→ **EXERCISE**: Copy out the items from their start through the line containing "(1000, 701)", including that line and every request line. Move each answer coordinate by adding 138 to both of its numbers.

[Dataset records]
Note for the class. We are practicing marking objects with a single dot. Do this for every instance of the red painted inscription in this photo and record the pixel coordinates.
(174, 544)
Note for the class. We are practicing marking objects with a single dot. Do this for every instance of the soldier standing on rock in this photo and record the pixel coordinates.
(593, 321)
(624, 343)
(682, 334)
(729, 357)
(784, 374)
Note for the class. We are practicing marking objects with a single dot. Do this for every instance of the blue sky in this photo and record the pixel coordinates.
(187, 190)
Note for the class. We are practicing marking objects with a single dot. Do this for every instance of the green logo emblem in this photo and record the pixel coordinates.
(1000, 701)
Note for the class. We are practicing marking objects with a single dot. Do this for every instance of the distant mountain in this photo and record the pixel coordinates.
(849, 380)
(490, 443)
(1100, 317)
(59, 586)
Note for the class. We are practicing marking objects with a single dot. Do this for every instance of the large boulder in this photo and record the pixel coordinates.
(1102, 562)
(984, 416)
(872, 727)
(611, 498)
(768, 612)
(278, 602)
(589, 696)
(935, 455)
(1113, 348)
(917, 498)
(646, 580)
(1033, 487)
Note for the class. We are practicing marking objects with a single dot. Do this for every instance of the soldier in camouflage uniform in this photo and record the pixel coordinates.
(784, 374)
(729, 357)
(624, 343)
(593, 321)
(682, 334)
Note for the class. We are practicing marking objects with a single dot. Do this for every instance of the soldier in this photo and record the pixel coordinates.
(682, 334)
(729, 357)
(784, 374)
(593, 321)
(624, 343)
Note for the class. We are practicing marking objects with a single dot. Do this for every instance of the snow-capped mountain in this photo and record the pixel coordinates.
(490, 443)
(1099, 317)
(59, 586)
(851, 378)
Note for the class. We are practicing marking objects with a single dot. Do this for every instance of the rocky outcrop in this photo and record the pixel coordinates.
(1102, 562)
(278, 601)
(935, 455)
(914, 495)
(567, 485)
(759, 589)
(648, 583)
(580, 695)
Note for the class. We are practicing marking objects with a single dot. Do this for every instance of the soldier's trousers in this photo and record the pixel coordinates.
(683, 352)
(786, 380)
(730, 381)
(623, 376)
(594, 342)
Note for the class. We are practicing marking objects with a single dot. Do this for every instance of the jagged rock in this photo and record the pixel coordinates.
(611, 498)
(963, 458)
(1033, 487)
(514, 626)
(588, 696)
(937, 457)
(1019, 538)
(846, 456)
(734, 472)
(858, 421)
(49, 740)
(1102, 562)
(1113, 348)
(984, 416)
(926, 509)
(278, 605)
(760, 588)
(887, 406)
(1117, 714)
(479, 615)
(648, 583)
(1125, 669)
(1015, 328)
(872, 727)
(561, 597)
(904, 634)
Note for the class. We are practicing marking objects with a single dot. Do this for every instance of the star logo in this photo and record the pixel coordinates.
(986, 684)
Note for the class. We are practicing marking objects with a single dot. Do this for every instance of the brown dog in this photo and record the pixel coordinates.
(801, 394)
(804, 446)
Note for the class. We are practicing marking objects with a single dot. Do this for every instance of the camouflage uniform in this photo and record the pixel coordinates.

→ **SOLUTION**:
Note for the class. We are practicing marking objects with a single dot. Do this for every instance of the red painted inscription in this photo and record the pixel coordinates.
(312, 682)
Note for the class. We are practicing marking objects with a single dot. Do this for every instance of the soldier standing on rock in this photo and record the pixel coordinates.
(731, 459)
(762, 481)
(820, 472)
(867, 495)
(922, 512)
Note for the class. We are practicing marking objects with a single dot. Do this for every instance of the blue sky in this photo and record the pixel coordinates.
(325, 328)
Note for the class. We are practicing marking objects with a single dot. Do this for every instance of the green logo emblem in this photo and record the pixel coordinates.
(1138, 839)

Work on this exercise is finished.